Vorliegender Text ▸

Dimitris Avramopoulos, EU-Kommissar für Migration, Inneres und Bürgerschaft, erklärte: „Mit den Umsiedlungs- und Neuansiedlungsmaßnahmen, der Ausweitung von Triton und Poseidon und dem Aktionsplan gegen Schlepper begegnen wir den dringlichsten Herausforderungen. Gleichzeitig leiten wir die öffentliche Konsultation über die Überprüfung der Blue-Card-Richtlinie ein, von der wir uns wertvolle Anregungen versprechen, wie wir dieses Instrument zu einer attraktiven Visitenkarte der Union im weltweiten Wettbewerb um Talente und Qualifikationen umgestalten können.“

Die Europäische Kommission schlägt mehrere konkrete Maßnahmen vor, um die Migrationsherausforderung zu meistern:

Umsiedlung: Aktivierung der Notfallklausel zugunsten Italiens und Griechenlands: Die Europäische Kommission macht erstmals von der Notfallklausel nach Artikel 78 Absatz 3 des Vertrags über die Arbeitsweise der Europäischen Union Gebrauch, um mittels Notumsiedlungen Italien und Griechenland zu helfen. Die Notumsiedlung kommt für Syrer und Eritreerin Frage, die internationalen Schutz benötigen und nach dem 15. April 2015 bzw. nach Aktivierung der Notfallklausel in Italien oder in Griechenland eintreffen. Insgesamt sollen in den nächsten zwei Jahren 40 000 Personen aus Italien und Griechenland auf der Grundlage eines Verteilungsschlüssels in andere EU-Mitgliedstaaten umgesiedelt werden. Dies entspricht etwa 40 Prozent aller Asylsuchenden, die 2014 in diese Länder eingereist sind und eindeutig internationalen Schutz benötigten. Die Kommission ist bereit, auch anderen Ländern - beispielsweise Malta - im Falle eines plötzlichen Migrantenzustroms beizustehen. Für jede in ihr Hoheitsgebiet umgesiedelte Person erhalten die Mitgliedstaaten eine Notumsiedlungsbeihilfe vom 6.000 Euro.
Neuansiedlung: Die Kommission hat eine Empfehlung angenommen, in der sie die Mitgliedstaaten ersucht, in den nächsten zwei Jahren 20 000 Menschen, die nach Feststellung des UNHCR eindeutig internationalen Schutz benötigen, auf der Grundlage eines Verteilungsschlüssels aufzunehmen und neu anzusiedeln. Mitgliedstaaten, die sich an der Neuansiedlung beteiligen, erhalten eine finanzielle Unterstützung. Die EU wird zu diesem Zweck im Zeitraum 2015-2016 50 Mio. Euro bereitstellen.

Aufgabe 1 ▸ Nennen Sie alle Länder, die im Text zur EU-Migrationspolitik namentlich erwähnt werden.
Aufgabe 2 ▸ Schreiben Sie den Text zur EU-Migrationspolitik von „Neuansiedlung: Die Kommission“ bis „Mio. Euro bereitstellen.“ wortgetreu ab.

Aufgeführte Einträge ▸
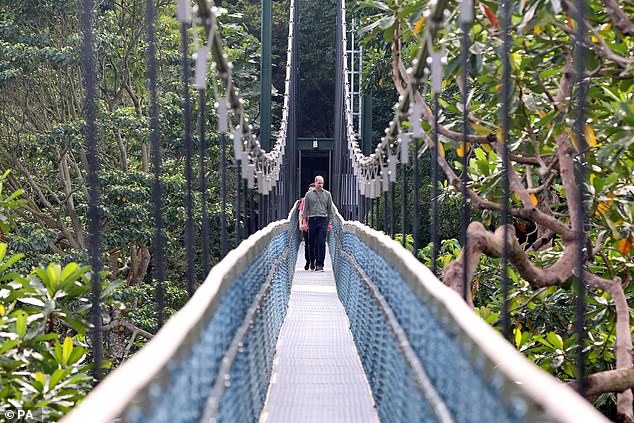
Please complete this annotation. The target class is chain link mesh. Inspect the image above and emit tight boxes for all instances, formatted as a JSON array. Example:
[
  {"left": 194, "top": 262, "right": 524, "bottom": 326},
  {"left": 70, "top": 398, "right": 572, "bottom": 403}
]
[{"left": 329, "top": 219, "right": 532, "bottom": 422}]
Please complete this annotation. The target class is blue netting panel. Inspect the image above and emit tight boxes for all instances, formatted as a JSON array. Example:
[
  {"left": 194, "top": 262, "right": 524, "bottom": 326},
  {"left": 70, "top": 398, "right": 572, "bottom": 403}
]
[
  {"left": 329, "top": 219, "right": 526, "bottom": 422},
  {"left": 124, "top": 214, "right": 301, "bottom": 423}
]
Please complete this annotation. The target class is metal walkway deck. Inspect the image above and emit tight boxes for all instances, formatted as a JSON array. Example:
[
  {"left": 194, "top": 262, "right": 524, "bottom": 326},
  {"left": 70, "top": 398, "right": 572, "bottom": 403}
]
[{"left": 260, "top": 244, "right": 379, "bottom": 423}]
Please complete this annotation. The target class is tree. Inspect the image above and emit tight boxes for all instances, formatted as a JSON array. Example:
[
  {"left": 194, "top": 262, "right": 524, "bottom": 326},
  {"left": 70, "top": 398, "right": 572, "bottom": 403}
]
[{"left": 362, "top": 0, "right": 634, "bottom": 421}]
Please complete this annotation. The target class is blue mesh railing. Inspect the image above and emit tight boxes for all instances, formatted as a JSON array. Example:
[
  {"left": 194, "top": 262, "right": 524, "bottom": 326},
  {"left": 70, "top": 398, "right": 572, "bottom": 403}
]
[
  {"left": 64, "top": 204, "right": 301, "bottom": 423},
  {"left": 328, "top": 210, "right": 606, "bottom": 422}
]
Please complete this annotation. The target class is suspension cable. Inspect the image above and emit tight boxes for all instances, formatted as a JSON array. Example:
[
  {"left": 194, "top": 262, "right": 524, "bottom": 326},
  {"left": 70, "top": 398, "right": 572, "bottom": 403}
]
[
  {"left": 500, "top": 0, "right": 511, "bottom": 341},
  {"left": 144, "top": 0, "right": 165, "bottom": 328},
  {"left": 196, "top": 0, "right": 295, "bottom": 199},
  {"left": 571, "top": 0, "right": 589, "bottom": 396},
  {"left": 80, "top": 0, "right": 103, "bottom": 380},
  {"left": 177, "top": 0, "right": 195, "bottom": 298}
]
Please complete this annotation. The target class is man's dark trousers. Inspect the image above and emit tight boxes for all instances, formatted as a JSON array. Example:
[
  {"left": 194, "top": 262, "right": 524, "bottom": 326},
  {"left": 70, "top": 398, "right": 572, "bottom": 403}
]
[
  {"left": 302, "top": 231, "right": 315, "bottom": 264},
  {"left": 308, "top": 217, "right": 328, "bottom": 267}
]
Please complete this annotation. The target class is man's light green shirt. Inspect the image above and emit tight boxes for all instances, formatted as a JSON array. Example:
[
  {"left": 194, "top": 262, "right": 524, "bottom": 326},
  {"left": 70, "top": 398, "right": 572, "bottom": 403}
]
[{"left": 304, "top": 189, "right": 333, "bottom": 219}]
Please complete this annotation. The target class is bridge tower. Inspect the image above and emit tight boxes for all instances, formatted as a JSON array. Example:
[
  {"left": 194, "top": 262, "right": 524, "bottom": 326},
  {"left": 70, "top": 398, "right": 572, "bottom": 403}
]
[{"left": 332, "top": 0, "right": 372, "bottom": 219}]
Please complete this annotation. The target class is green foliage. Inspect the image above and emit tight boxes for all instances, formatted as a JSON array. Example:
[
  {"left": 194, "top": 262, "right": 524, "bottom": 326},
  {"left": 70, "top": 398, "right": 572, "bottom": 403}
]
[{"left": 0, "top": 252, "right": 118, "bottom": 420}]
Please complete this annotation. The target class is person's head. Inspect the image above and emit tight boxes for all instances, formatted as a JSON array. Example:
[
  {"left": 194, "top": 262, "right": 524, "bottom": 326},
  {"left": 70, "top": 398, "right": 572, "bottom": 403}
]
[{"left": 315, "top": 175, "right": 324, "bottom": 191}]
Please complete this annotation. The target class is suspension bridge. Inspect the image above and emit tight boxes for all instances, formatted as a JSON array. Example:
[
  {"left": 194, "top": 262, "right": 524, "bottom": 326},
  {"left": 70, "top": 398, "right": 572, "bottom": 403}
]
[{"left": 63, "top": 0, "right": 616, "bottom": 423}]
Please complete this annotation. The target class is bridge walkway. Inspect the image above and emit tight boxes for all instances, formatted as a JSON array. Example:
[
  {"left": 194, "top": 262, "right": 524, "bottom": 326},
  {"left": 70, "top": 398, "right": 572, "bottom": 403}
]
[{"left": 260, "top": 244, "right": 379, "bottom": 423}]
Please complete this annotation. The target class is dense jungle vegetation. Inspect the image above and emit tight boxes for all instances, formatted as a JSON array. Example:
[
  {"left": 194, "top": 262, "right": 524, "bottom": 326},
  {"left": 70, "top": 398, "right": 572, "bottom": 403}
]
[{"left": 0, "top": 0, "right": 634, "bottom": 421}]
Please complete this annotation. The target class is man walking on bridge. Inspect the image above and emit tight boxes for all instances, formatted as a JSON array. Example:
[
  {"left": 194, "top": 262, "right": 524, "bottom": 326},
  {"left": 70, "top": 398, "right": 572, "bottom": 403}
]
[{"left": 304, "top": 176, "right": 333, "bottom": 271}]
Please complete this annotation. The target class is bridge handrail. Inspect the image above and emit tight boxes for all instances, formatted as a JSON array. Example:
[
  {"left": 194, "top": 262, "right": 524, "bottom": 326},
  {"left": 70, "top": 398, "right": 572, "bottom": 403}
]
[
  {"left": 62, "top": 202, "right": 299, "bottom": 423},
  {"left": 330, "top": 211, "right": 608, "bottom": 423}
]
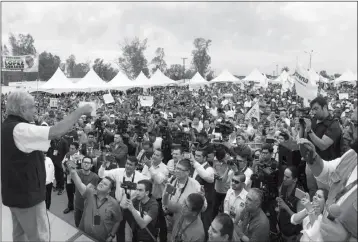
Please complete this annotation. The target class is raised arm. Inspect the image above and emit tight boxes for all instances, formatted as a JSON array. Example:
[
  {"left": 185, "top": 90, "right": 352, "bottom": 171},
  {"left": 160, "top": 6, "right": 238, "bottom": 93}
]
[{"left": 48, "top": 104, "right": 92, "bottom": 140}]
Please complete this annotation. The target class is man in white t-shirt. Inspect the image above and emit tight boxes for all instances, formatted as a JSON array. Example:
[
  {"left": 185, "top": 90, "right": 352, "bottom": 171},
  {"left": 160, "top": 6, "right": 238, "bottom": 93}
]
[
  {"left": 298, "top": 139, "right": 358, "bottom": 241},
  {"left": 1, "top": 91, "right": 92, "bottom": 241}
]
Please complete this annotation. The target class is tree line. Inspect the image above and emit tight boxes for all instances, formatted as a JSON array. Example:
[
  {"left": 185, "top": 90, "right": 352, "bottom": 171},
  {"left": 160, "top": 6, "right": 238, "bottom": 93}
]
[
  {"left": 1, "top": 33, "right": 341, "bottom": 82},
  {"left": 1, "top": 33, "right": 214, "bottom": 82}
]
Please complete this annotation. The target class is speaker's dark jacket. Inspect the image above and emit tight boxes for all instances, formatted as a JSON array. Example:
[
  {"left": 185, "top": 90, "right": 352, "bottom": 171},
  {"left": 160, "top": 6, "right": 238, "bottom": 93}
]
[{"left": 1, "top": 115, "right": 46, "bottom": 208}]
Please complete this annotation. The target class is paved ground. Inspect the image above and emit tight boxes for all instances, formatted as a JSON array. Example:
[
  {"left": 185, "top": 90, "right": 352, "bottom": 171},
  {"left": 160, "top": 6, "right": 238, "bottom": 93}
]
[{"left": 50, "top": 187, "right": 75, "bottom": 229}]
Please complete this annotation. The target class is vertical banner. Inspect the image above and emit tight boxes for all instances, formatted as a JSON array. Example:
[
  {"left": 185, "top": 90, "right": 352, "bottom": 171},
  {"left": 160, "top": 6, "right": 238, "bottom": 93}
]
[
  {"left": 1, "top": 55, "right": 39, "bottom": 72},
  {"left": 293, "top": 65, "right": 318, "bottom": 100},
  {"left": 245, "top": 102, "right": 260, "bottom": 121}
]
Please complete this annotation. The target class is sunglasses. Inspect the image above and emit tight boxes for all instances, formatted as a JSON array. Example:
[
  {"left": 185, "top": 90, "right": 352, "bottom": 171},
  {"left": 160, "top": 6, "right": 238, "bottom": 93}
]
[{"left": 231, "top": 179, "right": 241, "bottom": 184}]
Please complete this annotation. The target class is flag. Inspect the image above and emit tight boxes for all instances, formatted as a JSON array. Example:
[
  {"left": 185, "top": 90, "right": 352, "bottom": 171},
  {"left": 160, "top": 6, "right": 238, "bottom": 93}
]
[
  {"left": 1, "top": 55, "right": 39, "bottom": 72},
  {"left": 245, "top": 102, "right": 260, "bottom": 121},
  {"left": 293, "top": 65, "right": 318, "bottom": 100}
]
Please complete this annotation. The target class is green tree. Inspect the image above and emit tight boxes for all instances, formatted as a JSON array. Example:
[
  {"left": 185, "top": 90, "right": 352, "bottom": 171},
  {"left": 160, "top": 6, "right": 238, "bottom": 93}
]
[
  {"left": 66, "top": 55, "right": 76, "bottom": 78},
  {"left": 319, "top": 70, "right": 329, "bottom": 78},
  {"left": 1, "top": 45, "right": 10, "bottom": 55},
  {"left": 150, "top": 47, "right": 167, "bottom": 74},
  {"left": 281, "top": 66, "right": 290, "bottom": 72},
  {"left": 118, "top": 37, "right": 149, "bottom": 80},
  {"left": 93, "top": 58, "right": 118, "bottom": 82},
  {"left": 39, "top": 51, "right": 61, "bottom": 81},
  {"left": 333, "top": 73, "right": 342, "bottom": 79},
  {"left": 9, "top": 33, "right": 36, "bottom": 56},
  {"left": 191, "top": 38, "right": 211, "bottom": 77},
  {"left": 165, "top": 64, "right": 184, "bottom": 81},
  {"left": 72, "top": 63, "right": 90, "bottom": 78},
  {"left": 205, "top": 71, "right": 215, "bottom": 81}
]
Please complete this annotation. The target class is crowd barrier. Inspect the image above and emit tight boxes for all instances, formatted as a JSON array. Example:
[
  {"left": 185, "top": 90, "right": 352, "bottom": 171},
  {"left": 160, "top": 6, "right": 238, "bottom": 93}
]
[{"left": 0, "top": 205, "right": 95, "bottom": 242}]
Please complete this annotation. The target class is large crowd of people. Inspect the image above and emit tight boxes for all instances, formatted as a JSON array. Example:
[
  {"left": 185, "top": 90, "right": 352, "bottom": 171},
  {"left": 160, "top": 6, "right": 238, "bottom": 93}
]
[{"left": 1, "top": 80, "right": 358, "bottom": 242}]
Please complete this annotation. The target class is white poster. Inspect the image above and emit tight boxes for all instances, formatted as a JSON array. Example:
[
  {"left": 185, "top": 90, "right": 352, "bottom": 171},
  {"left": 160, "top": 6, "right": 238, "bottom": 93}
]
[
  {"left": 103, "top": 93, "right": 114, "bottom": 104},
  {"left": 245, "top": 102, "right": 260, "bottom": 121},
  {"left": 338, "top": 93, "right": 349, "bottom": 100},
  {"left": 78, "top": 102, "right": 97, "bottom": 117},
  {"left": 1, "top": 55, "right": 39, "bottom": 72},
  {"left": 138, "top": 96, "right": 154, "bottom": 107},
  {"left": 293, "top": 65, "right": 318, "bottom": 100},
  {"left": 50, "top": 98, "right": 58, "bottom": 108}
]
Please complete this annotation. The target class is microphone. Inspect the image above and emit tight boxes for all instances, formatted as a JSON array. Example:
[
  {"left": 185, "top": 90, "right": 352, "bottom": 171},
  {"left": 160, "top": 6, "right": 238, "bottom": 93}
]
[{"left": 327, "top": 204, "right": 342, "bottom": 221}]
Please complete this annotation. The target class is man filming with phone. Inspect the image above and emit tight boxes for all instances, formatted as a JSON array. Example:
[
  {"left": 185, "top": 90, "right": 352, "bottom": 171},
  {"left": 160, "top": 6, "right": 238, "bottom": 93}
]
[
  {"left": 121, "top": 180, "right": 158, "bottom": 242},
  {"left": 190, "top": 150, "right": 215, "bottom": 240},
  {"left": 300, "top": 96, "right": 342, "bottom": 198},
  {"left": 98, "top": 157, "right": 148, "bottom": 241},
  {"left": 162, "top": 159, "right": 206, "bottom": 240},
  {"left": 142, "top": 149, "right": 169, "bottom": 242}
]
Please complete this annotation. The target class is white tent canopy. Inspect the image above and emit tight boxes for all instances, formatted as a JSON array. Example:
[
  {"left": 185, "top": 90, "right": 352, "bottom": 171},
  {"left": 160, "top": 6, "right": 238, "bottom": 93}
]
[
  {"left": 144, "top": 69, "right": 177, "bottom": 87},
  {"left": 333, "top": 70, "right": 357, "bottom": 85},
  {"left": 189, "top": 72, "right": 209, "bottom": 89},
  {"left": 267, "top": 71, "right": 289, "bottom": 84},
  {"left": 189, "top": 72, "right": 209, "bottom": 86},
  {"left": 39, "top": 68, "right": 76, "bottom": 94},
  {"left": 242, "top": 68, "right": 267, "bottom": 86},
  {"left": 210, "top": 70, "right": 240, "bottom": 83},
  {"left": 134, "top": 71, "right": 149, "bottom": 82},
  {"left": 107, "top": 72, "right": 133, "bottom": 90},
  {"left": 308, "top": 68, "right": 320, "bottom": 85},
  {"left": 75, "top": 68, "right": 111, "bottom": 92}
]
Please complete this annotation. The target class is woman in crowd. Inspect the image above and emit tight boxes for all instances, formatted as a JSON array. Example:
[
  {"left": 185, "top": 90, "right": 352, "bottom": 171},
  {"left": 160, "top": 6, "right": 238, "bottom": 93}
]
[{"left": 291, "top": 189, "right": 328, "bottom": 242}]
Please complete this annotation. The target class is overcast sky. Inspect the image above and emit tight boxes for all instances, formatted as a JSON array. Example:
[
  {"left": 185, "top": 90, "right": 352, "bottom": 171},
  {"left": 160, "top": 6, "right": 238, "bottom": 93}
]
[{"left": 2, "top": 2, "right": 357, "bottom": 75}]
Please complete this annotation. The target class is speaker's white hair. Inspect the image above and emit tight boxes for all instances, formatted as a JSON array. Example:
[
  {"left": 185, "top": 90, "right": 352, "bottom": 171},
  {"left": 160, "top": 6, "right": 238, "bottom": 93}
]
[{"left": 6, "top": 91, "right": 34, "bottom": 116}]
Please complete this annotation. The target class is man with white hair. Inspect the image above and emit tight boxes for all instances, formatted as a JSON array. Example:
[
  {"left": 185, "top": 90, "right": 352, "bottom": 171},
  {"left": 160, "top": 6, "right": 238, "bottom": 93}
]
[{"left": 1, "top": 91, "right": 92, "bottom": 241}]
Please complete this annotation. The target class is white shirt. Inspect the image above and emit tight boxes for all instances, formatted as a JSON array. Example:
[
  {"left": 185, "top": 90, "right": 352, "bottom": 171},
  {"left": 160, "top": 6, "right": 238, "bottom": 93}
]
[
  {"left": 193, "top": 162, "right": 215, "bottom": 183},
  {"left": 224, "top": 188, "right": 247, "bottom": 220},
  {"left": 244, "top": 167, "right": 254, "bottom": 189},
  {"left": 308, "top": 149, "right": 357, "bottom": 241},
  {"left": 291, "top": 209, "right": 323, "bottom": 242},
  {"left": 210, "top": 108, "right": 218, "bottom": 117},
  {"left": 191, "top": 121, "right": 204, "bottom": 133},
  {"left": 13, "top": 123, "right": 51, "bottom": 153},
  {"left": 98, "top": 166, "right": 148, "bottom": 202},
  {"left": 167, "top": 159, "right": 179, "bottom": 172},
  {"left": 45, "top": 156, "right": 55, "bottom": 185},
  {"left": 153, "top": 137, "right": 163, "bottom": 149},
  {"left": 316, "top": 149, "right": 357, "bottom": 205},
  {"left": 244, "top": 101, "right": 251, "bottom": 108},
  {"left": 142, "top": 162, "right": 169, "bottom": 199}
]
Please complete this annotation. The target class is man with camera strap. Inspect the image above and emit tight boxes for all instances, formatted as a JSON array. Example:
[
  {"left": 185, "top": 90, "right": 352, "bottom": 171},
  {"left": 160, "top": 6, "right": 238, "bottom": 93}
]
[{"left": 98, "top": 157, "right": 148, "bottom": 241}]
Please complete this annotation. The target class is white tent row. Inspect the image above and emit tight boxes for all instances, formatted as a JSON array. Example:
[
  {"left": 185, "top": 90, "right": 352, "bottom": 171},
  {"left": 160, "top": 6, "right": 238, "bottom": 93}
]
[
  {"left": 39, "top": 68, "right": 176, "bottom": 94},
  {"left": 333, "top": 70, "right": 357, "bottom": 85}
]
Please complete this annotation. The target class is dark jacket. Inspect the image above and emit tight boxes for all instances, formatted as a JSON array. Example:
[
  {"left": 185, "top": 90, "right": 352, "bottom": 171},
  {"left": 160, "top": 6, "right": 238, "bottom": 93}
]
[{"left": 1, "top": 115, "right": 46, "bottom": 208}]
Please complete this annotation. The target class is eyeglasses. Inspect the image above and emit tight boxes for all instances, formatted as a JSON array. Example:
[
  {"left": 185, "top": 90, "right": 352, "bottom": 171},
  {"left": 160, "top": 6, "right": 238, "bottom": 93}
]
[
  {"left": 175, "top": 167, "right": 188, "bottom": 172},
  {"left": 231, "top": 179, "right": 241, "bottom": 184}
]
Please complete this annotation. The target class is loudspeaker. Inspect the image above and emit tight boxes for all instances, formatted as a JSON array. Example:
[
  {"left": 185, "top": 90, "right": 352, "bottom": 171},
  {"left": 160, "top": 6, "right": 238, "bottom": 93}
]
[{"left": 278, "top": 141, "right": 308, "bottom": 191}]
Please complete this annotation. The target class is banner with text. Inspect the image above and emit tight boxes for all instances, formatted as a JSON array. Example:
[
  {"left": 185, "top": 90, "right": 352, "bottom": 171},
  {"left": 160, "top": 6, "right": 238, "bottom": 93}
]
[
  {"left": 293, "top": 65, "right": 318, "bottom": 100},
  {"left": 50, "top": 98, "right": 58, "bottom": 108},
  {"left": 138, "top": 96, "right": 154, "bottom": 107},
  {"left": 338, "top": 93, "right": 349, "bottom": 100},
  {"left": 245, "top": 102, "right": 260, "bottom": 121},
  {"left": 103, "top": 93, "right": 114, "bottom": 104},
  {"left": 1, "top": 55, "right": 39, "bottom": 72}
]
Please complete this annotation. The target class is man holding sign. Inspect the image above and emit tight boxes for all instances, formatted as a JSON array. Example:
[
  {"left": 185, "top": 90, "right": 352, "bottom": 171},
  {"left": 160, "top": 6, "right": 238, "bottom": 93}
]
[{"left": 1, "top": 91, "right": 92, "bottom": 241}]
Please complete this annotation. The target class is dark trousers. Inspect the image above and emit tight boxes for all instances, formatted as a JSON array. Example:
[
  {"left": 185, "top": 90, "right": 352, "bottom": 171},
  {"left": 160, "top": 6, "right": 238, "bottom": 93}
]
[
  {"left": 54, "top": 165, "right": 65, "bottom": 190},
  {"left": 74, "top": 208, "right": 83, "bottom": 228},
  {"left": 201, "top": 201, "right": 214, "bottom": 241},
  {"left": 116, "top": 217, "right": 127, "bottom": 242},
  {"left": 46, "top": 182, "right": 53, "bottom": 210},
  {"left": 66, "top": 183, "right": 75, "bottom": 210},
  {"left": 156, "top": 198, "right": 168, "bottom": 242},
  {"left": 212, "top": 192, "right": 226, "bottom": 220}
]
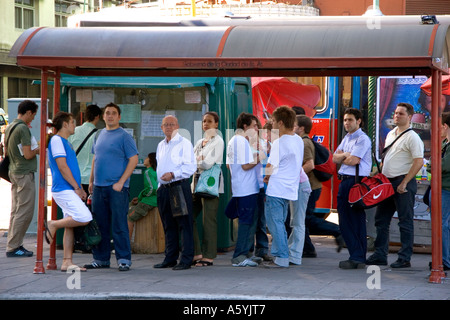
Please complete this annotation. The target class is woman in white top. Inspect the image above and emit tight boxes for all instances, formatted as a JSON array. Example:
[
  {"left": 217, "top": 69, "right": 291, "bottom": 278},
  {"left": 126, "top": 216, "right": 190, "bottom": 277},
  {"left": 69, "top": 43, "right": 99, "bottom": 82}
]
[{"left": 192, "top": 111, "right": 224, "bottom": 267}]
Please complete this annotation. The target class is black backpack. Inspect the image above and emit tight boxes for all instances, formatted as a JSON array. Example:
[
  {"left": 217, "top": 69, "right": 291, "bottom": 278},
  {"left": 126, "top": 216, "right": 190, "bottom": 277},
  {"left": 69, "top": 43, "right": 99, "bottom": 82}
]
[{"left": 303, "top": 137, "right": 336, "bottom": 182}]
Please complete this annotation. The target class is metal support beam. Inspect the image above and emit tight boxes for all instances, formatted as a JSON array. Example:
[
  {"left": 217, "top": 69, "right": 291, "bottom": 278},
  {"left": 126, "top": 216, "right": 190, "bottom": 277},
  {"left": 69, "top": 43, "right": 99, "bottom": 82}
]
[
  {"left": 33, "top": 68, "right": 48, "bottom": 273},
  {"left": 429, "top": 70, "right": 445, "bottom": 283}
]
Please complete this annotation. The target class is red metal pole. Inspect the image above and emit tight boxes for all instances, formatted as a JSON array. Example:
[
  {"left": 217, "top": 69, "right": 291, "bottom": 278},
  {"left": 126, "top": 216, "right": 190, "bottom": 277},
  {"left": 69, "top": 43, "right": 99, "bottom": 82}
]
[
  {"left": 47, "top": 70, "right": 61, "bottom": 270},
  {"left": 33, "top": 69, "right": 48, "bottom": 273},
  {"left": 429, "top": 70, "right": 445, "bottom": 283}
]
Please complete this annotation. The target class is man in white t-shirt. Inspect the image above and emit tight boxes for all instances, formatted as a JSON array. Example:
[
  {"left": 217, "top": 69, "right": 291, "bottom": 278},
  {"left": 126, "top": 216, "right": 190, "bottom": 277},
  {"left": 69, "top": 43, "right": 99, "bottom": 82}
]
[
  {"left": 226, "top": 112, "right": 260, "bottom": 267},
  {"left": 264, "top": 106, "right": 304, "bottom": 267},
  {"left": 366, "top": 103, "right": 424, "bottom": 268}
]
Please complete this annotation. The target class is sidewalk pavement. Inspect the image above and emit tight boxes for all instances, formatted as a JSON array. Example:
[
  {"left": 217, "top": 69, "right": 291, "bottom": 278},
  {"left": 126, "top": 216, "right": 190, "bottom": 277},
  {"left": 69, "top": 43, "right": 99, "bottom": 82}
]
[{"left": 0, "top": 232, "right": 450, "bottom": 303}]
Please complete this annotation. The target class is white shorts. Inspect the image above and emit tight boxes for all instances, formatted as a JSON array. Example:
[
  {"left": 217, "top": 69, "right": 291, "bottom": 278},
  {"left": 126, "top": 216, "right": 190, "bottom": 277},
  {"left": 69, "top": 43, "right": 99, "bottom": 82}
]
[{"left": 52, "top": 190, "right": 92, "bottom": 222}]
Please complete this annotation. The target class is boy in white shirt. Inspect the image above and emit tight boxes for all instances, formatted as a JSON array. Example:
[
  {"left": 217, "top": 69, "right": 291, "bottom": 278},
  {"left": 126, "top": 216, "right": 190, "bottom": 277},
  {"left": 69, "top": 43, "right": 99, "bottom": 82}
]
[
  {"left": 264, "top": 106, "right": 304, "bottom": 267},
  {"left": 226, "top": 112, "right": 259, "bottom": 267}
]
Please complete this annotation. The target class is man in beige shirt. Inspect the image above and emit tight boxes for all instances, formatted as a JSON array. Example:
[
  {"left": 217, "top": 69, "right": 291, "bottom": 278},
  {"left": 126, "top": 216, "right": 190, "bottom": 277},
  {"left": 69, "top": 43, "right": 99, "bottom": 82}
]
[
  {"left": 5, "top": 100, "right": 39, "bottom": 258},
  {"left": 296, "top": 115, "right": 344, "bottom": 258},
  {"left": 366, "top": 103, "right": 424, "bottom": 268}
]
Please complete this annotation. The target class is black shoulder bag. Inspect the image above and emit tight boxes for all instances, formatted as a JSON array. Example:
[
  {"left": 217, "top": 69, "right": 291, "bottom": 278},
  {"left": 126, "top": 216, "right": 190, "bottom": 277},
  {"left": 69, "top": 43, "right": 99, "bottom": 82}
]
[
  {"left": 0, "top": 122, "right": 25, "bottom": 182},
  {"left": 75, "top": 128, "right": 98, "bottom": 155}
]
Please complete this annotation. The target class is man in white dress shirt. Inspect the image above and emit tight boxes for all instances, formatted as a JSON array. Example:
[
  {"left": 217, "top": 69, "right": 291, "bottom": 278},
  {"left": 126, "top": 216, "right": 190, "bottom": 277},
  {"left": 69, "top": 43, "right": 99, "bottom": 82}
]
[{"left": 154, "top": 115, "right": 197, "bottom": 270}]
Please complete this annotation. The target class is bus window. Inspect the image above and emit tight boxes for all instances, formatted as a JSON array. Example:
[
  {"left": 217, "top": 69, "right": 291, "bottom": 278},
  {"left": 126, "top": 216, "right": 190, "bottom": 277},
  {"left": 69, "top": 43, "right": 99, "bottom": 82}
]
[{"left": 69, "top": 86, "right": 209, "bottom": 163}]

Lösung 1 ▸ Italien, Griechenland, Malta

Lösung 2 ▸
Neuansiedlung: Die Kommission hat eine Empfehlung angenommen, in der sie die Mitgliedstaaten ersucht, in den nächsten zwei Jahren 20 000 Menschen, die nach Feststellung des UNHCR eindeutig internationalen Schutz benötigen, auf der Grundlage eines Verteilungsschlüssels aufzunehmen und neu anzusiedeln. Mitgliedstaaten, die sich an der Neuansiedlung beteiligen, erhalten eine finanzielle Unterstützung. Die EU wird zu diesem Zweck im Zeitraum 2015-2016 50 Mio. Euro bereitstellen.